*SHORT TASK*:
Starting with the line that contains "Segment every instance of the wind-sculpted" and going on through the line that contains "120 129 L 94", write those rows out again in full, requests included, scaling every coordinate in the answers by 1.35 and rounding to whole numbers with halves rounded up. Leave the numbers in the requests and their format samples as they are.

*DATA*:
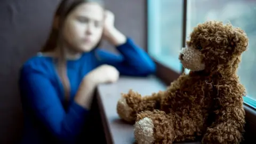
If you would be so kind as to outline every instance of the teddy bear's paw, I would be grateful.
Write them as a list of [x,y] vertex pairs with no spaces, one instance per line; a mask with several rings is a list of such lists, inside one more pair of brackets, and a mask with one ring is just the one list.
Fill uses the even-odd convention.
[[123,97],[118,100],[117,111],[120,117],[125,121],[131,122],[135,120],[135,118],[131,116],[132,109],[128,106],[125,98]]
[[154,123],[149,118],[145,117],[134,125],[134,136],[138,144],[150,144],[155,141]]

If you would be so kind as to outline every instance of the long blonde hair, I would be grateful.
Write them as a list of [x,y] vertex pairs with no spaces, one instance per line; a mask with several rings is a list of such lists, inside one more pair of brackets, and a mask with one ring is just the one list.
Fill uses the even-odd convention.
[[[63,50],[63,38],[62,29],[67,15],[75,7],[81,4],[88,2],[97,2],[103,7],[103,0],[63,0],[60,4],[56,11],[53,19],[51,31],[45,44],[43,46],[41,52],[46,52],[54,51],[57,47],[59,49],[56,66],[59,76],[64,88],[65,102],[69,101],[70,86],[67,76],[67,63],[65,53]],[[99,46],[100,43],[95,47]]]

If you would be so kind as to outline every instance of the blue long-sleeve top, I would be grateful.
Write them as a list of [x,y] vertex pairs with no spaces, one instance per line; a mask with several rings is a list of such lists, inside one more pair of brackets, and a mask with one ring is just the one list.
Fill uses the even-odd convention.
[[147,53],[130,38],[117,46],[120,54],[96,49],[77,60],[67,61],[70,100],[64,108],[63,87],[56,73],[54,58],[36,55],[20,70],[19,86],[25,114],[23,142],[43,143],[57,139],[72,143],[88,118],[89,110],[74,101],[84,76],[102,64],[115,66],[121,75],[143,76],[154,73],[155,65]]

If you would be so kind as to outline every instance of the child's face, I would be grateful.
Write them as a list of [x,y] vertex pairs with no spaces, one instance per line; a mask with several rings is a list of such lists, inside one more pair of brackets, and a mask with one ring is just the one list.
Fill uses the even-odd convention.
[[99,4],[80,4],[67,17],[62,31],[65,41],[76,51],[91,51],[101,38],[103,19],[104,10]]

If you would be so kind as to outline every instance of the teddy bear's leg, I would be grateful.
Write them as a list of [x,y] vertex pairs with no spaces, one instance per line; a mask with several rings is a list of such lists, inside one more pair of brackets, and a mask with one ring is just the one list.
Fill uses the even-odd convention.
[[117,106],[117,114],[125,121],[134,123],[137,114],[140,112],[159,109],[161,98],[163,94],[159,92],[142,97],[138,93],[130,90],[128,93],[123,94],[119,100]]
[[134,135],[139,144],[172,143],[195,141],[202,135],[202,117],[163,111],[145,111],[138,114]]
[[163,111],[141,112],[134,125],[136,141],[138,144],[172,143],[176,137],[173,120]]

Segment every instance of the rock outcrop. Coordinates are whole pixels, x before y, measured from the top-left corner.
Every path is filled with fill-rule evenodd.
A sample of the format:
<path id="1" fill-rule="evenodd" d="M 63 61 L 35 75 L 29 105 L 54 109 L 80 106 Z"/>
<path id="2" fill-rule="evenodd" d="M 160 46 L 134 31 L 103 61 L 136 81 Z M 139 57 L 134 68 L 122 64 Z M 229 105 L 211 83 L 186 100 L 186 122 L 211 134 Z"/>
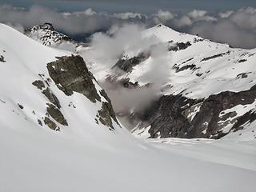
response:
<path id="1" fill-rule="evenodd" d="M 150 138 L 220 138 L 256 120 L 256 89 L 225 91 L 205 99 L 165 95 L 140 117 L 141 127 L 150 126 Z M 253 106 L 252 106 L 253 105 Z M 239 110 L 248 112 L 239 114 Z"/>

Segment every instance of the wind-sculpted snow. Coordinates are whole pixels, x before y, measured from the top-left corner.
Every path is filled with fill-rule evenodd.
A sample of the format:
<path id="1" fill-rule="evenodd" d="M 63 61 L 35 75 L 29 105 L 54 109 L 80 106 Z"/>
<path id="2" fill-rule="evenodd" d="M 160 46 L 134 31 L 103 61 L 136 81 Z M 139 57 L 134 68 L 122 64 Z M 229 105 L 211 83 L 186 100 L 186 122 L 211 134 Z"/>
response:
<path id="1" fill-rule="evenodd" d="M 120 129 L 94 78 L 99 98 L 87 98 L 89 71 L 66 67 L 86 65 L 79 56 L 2 24 L 0 34 L 0 191 L 254 191 L 252 141 L 139 141 Z"/>
<path id="2" fill-rule="evenodd" d="M 130 28 L 124 27 L 124 29 Z M 120 31 L 123 31 L 124 29 L 122 28 Z M 122 39 L 125 39 L 126 37 L 122 36 L 120 33 L 117 32 L 113 36 L 119 35 Z M 123 35 L 125 34 L 126 33 L 123 33 Z M 222 109 L 223 107 L 223 109 L 227 109 L 224 103 L 226 99 L 230 102 L 230 108 L 239 105 L 239 99 L 243 99 L 245 102 L 250 103 L 249 105 L 252 108 L 255 108 L 251 100 L 256 99 L 256 97 L 254 94 L 250 93 L 254 92 L 253 90 L 250 90 L 251 87 L 256 84 L 255 50 L 234 49 L 226 44 L 216 43 L 195 35 L 178 33 L 162 24 L 142 30 L 141 34 L 137 33 L 137 35 L 140 36 L 137 37 L 137 39 L 142 39 L 139 40 L 138 43 L 146 40 L 152 43 L 149 43 L 148 46 L 145 46 L 146 44 L 144 43 L 141 50 L 137 47 L 136 51 L 134 52 L 127 47 L 135 46 L 130 46 L 128 42 L 124 42 L 123 47 L 118 46 L 119 52 L 122 54 L 121 57 L 117 58 L 116 62 L 113 62 L 112 66 L 114 67 L 112 69 L 106 70 L 107 65 L 104 65 L 104 62 L 101 62 L 103 61 L 102 58 L 105 58 L 105 61 L 110 61 L 110 57 L 108 57 L 104 52 L 98 51 L 96 47 L 86 48 L 83 51 L 80 50 L 88 63 L 91 64 L 92 72 L 101 79 L 101 82 L 103 82 L 102 85 L 105 86 L 106 82 L 108 83 L 108 86 L 106 86 L 106 91 L 109 90 L 116 113 L 121 115 L 122 118 L 128 119 L 129 126 L 136 126 L 145 130 L 151 126 L 151 128 L 148 130 L 150 133 L 149 137 L 153 138 L 202 137 L 218 138 L 226 135 L 231 130 L 238 130 L 238 129 L 231 129 L 232 126 L 226 128 L 226 124 L 234 126 L 234 123 L 239 121 L 239 118 L 248 112 L 248 110 L 242 110 L 242 113 L 234 111 L 233 114 L 230 113 L 225 116 L 226 119 L 232 118 L 233 122 L 218 120 L 217 117 L 219 116 Z M 109 38 L 110 38 L 110 42 L 115 39 L 111 37 Z M 127 36 L 127 41 L 129 41 L 128 39 Z M 95 42 L 98 42 L 97 39 Z M 112 42 L 112 45 L 114 43 Z M 158 46 L 161 46 L 161 51 L 159 49 L 156 49 Z M 97 57 L 92 57 L 94 55 L 94 52 L 98 53 Z M 146 55 L 146 57 L 142 58 L 142 55 Z M 98 59 L 101 57 L 102 59 Z M 136 86 L 125 86 L 122 82 L 126 79 L 128 79 L 127 85 Z M 109 86 L 109 82 L 112 82 L 114 86 Z M 119 86 L 116 86 L 118 82 Z M 109 90 L 108 87 L 110 87 Z M 114 87 L 116 87 L 116 90 Z M 145 88 L 153 91 L 145 91 Z M 225 96 L 226 91 L 234 94 L 231 96 Z M 249 91 L 250 95 L 244 98 L 242 91 L 245 91 L 244 93 Z M 117 94 L 113 94 L 115 92 Z M 131 94 L 133 92 L 136 94 Z M 142 101 L 135 97 L 139 92 L 146 93 L 140 94 L 141 96 L 144 95 L 141 97 Z M 242 93 L 238 98 L 232 98 L 235 93 L 240 92 Z M 151 97 L 146 95 L 149 94 L 151 94 Z M 206 101 L 203 106 L 211 98 L 214 98 L 214 95 L 219 95 L 220 98 L 218 99 L 219 105 L 210 105 L 210 107 L 218 109 L 213 111 L 214 114 L 209 117 L 206 115 L 205 109 L 201 108 L 202 110 L 198 112 L 202 114 L 200 118 L 202 125 L 199 126 L 194 122 L 195 124 L 191 126 L 186 122 L 189 120 L 188 117 L 194 113 L 194 103 L 190 103 L 190 106 L 185 106 L 181 102 L 178 106 L 184 108 L 181 108 L 178 114 L 174 116 L 166 114 L 165 112 L 166 113 L 168 110 L 171 110 L 177 104 L 175 99 L 173 102 L 168 102 L 168 105 L 161 102 L 162 98 L 169 95 L 170 97 L 181 95 L 187 101 L 190 99 L 196 101 L 196 105 Z M 150 99 L 145 105 L 147 98 Z M 152 99 L 152 98 L 154 98 Z M 120 100 L 131 100 L 129 102 L 130 106 L 126 107 L 126 102 L 122 106 Z M 115 101 L 117 101 L 116 103 Z M 160 110 L 155 110 L 154 108 L 155 102 L 168 106 L 165 110 L 160 110 L 162 108 L 159 107 Z M 143 107 L 140 103 L 143 103 Z M 186 113 L 184 109 L 187 109 L 190 112 L 184 114 L 182 113 Z M 240 110 L 239 108 L 238 110 Z M 150 118 L 150 121 L 147 119 L 149 118 L 148 111 L 150 111 L 150 118 Z M 239 115 L 235 115 L 234 113 L 239 114 Z M 235 115 L 235 118 L 233 118 L 234 115 Z M 145 117 L 147 118 L 145 118 Z M 180 123 L 175 124 L 175 122 L 179 121 L 178 117 L 181 117 Z M 198 121 L 196 119 L 194 118 L 193 121 Z M 252 119 L 249 122 L 251 122 Z M 238 132 L 240 130 L 243 129 L 240 127 Z M 138 132 L 140 131 L 138 130 Z M 188 134 L 189 132 L 190 134 Z"/>
<path id="3" fill-rule="evenodd" d="M 27 121 L 37 129 L 61 132 L 119 128 L 107 95 L 102 96 L 81 57 L 69 57 L 71 53 L 40 45 L 4 25 L 0 30 L 0 50 L 6 61 L 0 66 L 0 98 L 5 102 L 1 113 L 13 111 L 1 123 L 13 127 L 14 122 L 20 122 L 17 128 L 22 129 L 22 122 Z"/>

*SOLUTION TO THE EXERCISE*:
Segment every instance of the wind-sculpted snow. Coordinates are whole pixels, x before y, measured from the top-left corner.
Every path is filled with fill-rule evenodd.
A sample of the format:
<path id="1" fill-rule="evenodd" d="M 63 61 L 35 75 L 29 105 L 54 109 L 80 106 Z"/>
<path id="2" fill-rule="evenodd" d="M 160 46 L 134 31 L 103 61 L 136 81 Z M 139 57 L 134 68 L 122 64 Z M 229 105 L 211 83 L 186 100 L 186 122 L 211 134 Z"/>
response:
<path id="1" fill-rule="evenodd" d="M 162 174 L 127 105 L 134 132 L 117 132 L 120 96 L 89 90 L 116 88 L 107 76 L 3 32 L 0 46 L 0 258 L 343 258 L 340 190 L 188 190 Z"/>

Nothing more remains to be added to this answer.